■ Prompt ■
Put the section of the listing below that opens with the line containing "Mark each instance of the woman in light" and closes with the line containing "x=243 y=438" into a JSON list of strings, one string per line, with both end lines included and blank lines left out.

■ Exercise material ■
Begin
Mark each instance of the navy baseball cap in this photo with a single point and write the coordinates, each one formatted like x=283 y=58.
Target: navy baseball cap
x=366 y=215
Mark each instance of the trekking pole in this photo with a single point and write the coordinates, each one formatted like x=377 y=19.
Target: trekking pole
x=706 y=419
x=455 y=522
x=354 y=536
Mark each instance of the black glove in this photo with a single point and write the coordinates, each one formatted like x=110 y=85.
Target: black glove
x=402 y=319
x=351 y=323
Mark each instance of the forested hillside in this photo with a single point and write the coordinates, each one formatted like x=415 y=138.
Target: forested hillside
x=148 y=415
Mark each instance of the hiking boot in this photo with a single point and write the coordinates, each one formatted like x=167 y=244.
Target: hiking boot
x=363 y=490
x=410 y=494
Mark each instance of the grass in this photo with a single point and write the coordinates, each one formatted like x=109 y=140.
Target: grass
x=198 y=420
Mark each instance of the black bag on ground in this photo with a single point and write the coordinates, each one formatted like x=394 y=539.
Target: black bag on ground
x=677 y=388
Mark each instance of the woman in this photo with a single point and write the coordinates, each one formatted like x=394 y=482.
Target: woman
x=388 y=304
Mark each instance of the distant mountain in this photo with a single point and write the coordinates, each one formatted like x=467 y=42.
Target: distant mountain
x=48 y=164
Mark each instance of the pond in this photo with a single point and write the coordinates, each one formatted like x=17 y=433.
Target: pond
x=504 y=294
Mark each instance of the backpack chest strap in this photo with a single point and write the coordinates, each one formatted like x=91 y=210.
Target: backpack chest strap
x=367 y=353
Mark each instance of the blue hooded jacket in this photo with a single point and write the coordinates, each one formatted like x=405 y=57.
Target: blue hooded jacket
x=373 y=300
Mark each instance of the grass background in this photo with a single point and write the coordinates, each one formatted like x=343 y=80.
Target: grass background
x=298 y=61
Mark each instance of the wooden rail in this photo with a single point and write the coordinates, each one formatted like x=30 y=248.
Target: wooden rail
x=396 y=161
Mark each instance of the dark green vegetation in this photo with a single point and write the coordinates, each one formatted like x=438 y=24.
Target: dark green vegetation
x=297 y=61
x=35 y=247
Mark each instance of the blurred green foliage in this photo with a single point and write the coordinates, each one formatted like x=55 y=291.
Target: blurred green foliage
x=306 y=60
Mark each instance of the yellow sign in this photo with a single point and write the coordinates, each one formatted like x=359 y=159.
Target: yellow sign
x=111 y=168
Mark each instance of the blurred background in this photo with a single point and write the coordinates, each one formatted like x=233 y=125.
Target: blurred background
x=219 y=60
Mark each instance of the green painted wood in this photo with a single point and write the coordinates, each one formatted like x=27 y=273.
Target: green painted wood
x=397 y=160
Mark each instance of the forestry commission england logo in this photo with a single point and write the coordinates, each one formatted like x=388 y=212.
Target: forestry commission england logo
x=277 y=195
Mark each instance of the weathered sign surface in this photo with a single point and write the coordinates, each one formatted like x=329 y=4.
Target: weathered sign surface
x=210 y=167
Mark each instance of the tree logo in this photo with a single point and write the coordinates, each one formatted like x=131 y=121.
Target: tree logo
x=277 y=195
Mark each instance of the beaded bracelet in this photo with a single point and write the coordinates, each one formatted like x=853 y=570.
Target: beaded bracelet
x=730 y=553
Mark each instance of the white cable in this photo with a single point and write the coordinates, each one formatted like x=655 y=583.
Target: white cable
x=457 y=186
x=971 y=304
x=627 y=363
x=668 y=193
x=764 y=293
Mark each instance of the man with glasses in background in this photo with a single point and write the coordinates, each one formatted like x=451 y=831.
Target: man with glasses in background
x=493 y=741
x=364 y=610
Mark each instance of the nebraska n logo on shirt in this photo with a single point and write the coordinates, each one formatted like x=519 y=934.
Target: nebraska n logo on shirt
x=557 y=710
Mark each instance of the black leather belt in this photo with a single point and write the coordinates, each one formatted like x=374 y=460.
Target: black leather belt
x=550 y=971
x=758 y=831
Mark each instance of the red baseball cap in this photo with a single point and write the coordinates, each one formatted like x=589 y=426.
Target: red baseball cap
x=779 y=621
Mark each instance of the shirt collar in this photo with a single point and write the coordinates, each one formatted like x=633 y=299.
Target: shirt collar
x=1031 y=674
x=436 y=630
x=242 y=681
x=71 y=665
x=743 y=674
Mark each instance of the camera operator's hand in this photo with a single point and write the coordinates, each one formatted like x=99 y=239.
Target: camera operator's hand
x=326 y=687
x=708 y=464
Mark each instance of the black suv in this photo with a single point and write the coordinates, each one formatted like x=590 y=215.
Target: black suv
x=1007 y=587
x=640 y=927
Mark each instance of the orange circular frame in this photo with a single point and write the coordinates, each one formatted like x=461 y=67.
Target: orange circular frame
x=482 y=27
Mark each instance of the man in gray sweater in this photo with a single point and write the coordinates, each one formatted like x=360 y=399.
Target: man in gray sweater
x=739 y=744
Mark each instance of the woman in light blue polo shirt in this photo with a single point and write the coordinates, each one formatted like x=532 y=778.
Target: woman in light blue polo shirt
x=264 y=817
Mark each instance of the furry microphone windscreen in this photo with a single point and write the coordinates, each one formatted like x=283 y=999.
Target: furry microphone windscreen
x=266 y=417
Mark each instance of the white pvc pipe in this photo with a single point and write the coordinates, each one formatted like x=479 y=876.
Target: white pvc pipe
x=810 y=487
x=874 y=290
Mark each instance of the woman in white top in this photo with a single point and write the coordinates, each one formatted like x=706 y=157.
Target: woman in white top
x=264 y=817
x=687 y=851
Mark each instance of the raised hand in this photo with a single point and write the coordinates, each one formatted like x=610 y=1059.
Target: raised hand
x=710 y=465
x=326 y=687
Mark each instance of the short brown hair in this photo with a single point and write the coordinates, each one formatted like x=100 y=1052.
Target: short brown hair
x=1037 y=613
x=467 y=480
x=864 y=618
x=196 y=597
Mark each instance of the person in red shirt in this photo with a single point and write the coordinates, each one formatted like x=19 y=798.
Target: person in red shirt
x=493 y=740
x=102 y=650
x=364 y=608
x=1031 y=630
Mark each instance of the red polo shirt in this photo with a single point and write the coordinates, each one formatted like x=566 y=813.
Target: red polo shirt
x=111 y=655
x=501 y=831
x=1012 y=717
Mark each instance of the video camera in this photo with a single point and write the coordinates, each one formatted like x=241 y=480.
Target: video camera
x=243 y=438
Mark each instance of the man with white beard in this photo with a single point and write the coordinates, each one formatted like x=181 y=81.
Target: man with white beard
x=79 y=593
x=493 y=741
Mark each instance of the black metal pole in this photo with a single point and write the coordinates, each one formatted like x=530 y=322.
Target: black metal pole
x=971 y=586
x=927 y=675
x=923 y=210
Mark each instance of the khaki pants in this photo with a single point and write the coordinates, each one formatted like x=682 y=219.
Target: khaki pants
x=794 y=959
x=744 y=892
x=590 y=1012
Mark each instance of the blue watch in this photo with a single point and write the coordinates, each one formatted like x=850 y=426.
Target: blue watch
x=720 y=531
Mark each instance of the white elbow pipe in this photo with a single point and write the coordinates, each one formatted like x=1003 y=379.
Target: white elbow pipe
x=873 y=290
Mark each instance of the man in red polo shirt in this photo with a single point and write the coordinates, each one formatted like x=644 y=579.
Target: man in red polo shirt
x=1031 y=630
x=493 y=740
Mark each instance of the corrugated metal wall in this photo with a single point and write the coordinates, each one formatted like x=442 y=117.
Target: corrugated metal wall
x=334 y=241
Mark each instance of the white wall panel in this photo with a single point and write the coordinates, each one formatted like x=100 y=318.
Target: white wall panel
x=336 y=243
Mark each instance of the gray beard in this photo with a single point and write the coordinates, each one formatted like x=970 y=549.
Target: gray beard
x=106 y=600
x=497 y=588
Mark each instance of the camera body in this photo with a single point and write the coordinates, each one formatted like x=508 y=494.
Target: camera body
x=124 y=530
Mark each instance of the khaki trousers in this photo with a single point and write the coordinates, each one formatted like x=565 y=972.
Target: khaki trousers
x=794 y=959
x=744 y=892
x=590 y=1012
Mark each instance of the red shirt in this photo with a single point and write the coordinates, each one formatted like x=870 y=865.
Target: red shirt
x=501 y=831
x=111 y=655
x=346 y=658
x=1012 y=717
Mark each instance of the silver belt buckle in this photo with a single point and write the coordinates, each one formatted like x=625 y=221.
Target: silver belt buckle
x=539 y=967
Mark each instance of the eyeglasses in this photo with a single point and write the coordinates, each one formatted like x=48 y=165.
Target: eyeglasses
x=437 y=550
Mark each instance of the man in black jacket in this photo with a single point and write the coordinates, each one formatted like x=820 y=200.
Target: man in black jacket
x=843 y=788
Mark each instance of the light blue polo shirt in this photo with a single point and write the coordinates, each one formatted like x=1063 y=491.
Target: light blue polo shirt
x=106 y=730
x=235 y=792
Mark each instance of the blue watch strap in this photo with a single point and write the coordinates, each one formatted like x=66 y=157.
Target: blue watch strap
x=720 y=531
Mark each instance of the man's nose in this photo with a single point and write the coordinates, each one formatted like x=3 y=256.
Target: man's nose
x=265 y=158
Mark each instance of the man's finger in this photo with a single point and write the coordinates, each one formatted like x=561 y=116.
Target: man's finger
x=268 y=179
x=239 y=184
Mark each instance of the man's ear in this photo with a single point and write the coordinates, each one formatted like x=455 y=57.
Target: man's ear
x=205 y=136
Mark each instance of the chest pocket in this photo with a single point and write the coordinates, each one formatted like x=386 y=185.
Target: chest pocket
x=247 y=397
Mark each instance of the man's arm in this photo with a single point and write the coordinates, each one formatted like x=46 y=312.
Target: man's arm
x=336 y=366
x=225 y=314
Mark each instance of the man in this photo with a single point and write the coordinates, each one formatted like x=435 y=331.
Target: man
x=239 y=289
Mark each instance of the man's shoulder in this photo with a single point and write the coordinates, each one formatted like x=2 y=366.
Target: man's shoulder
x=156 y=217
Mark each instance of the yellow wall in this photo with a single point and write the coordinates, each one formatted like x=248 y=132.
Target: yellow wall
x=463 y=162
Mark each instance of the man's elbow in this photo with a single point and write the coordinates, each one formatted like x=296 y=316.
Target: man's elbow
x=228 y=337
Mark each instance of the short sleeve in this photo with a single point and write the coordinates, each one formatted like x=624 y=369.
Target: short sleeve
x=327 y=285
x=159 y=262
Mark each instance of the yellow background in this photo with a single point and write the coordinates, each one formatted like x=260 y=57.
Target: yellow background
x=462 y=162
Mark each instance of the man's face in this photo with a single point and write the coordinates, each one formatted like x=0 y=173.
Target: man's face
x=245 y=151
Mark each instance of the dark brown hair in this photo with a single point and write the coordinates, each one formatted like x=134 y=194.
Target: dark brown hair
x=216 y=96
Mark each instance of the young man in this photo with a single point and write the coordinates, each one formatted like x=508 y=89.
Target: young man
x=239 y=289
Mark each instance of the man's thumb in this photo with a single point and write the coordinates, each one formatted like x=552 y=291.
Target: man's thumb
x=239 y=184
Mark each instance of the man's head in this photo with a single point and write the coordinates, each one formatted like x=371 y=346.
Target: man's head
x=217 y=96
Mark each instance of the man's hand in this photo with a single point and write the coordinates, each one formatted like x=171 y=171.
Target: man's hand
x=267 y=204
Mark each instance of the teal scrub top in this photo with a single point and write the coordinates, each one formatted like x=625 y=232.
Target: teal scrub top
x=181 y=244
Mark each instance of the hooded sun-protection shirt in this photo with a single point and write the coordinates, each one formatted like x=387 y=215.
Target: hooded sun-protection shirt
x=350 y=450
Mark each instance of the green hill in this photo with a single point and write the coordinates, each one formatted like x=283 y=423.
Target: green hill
End
■ Task answer ■
[
  "Mark each instance of the woman in light blue polo shirt in this photo with a single point and write the coordinates, each one formatted like x=532 y=778.",
  "Target: woman in light blue polo shirt",
  "x=264 y=817",
  "Mark each instance of the furry microphone windscreen in this photo with a single point and write the coordinates, each one formatted like x=283 y=999.",
  "Target: furry microphone windscreen",
  "x=266 y=417",
  "Mark each instance of the white pvc pipe in this photo with a single point and write the coordinates, each one formatted like x=479 y=876.",
  "Target: white pvc pipe",
  "x=810 y=487",
  "x=874 y=290",
  "Mark each instance of the woman in white top in this photo with a single point and write the coordinates, each one formatted like x=706 y=157.",
  "Target: woman in white top",
  "x=264 y=817",
  "x=687 y=851",
  "Mark each instance of the raised hand in this photo with a single point and write the coordinates, each one formatted like x=610 y=1059.",
  "Target: raised hand",
  "x=710 y=465",
  "x=326 y=687",
  "Mark each instance of the short brown hair in this photo with a single point and write the coordinates, each one formatted like x=100 y=1052.",
  "Target: short brown hair",
  "x=1037 y=613",
  "x=467 y=480",
  "x=864 y=618",
  "x=196 y=597",
  "Mark each instance of the person in red shirt in this photo with a single point and write the coordinates, each one formatted like x=19 y=798.",
  "Target: person in red shirt",
  "x=493 y=740",
  "x=102 y=650",
  "x=364 y=608",
  "x=1031 y=630",
  "Mark each instance of the red polo shirt in this photo with a single point and write the coordinates, each one formatted like x=566 y=813.",
  "Target: red polo shirt",
  "x=111 y=655",
  "x=501 y=831",
  "x=1012 y=717",
  "Mark each instance of the video camera in this photo with a single point and write the coordinates, each one formatted like x=241 y=480.",
  "Target: video camera",
  "x=243 y=438"
]